Pas assez de Québécois

 

Le petit nombre de joueurs québécois réclamés par le Canadien encore cette année a évidemment soulevé des critiques.

 

Des critiques qui sont plus faciles à comprendre considérant la réalité propre du Canadien qui est le seul club évoluant au Québec et qui traditionnellement a souvent donné des chances aux petits gars de chez nous qui autrement n’en auraient pas eu.

 

Dans une chronique que je vous invite à lire ici, mon collègue Stéphane Leroux qui connaît la LHJMQ comme personne et qui est très au fait de la valeur des joueurs du circuit Courteau par rapport à celle des joueurs du reste du Canada, des États-Unis et de la vaste planète hockey souligne avec justesse que le Canadien s’est contenté de repêcher deux Québécois seulement avec ses 34 dernières sélections.

 

C’est très peu.

 

« J'adore l'intensité d'Harvey-Pinard »

Surtout lorsque l’on sort et ressort les «promesses» de Marc Bergevin et du Canadien selon lesquelles la représentation québécoise est importante pour l’organisation.

Tâches à réaliser:
[1] Résumez l'extrait en deux phrases.
[2] Recopiez le passage de l'extrait compris entre « Le petit nombre » et « C’est très peu. », ces deux passages inclus.
La liste qui suit provient d'une autre source.

Liste de données:
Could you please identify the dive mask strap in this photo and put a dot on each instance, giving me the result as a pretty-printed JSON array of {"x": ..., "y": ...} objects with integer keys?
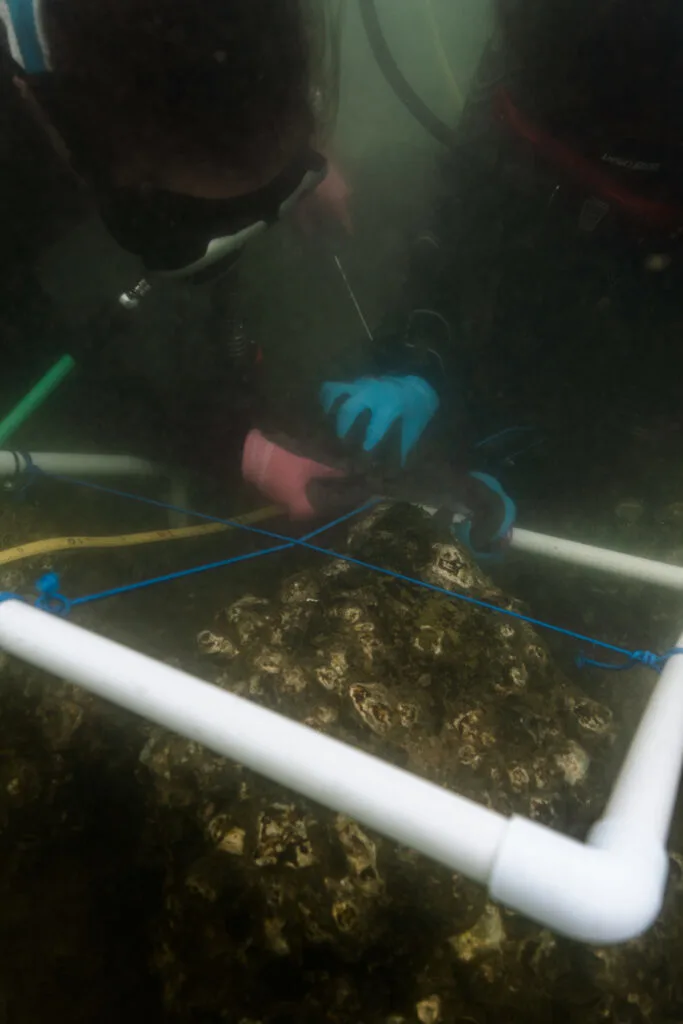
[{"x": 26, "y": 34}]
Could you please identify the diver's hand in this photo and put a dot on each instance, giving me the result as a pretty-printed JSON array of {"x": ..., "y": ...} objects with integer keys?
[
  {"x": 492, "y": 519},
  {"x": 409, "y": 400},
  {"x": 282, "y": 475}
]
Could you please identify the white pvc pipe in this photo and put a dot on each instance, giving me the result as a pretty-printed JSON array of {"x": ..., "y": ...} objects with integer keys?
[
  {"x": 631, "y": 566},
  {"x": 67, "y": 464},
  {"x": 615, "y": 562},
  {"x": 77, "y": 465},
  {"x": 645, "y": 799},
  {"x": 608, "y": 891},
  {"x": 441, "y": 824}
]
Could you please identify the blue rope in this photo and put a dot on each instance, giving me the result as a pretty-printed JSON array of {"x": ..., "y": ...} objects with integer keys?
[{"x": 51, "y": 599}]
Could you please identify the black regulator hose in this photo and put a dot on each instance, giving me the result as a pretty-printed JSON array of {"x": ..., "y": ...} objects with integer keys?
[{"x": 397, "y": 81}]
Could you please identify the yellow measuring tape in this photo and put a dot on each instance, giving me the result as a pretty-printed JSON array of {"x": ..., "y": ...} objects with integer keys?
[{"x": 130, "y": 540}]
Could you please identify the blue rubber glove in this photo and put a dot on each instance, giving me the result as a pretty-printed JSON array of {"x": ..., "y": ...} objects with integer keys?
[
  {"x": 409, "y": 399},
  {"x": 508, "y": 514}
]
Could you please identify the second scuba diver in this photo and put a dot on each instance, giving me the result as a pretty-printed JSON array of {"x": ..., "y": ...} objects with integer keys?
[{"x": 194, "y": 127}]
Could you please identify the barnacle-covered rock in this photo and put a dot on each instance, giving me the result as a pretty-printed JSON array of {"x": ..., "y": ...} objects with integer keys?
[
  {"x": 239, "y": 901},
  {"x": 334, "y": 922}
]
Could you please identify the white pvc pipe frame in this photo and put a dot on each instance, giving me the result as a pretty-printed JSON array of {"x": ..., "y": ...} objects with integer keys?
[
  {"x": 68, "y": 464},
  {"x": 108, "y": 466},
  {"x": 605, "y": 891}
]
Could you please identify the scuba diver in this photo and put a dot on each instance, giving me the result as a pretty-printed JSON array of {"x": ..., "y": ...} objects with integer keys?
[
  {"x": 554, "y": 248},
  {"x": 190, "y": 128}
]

---

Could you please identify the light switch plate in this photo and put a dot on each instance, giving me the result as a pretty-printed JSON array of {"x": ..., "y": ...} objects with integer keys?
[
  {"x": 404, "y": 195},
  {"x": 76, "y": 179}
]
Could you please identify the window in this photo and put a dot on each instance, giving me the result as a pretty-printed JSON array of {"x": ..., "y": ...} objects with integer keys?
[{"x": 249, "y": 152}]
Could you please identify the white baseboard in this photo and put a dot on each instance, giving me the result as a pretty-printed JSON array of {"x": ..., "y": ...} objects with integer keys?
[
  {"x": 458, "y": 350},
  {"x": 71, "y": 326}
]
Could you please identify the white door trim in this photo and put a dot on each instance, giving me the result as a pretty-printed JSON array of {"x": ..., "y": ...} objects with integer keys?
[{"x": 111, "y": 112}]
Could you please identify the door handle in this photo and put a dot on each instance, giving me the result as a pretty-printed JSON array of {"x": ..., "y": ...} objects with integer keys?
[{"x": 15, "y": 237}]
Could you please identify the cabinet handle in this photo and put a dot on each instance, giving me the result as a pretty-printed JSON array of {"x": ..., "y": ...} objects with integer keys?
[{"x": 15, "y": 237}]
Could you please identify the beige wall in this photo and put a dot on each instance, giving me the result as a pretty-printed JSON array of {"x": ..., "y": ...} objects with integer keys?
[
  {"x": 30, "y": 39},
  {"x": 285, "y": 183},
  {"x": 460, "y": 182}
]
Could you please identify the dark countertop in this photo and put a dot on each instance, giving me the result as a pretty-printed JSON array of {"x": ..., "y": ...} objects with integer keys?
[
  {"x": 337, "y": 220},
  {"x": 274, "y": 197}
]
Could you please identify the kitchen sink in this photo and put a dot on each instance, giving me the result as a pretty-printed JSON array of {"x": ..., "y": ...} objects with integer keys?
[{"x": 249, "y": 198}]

Réponses par tâche:
[1] Le petit nombre de joueurs québécois repêchés par le Canadien cette année a suscité des critiques, d'autant plus compréhensibles que ce club est le seul à évoluer au Québec et a traditionnellement donné leur chance aux joueurs d'ici. Stéphane Leroux souligne que le Canadien n'a repêché que deux Québécois avec ses 34 dernières sélections, ce qui est très peu, surtout au regard des « promesses » de Marc Bergevin et du Canadien selon lesquelles la représentation québécoise est importante pour l'organisation.

[2]
Le petit nombre de joueurs québécois réclamés par le Canadien encore cette année a évidemment soulevé des critiques.

 

Des critiques qui sont plus faciles à comprendre considérant la réalité propre du Canadien qui est le seul club évoluant au Québec et qui traditionnellement a souvent donné des chances aux petits gars de chez nous qui autrement n’en auraient pas eu.

 

Dans une chronique que je vous invite à lire ici, mon collègue Stéphane Leroux qui connaît la LHJMQ comme personne et qui est très au fait de la valeur des joueurs du circuit Courteau par rapport à celle des joueurs du reste du Canada, des États-Unis et de la vaste planète hockey souligne avec justesse que le Canadien s’est contenté de repêcher deux Québécois seulement avec ses 34 dernières sélections.

 

C’est très peu.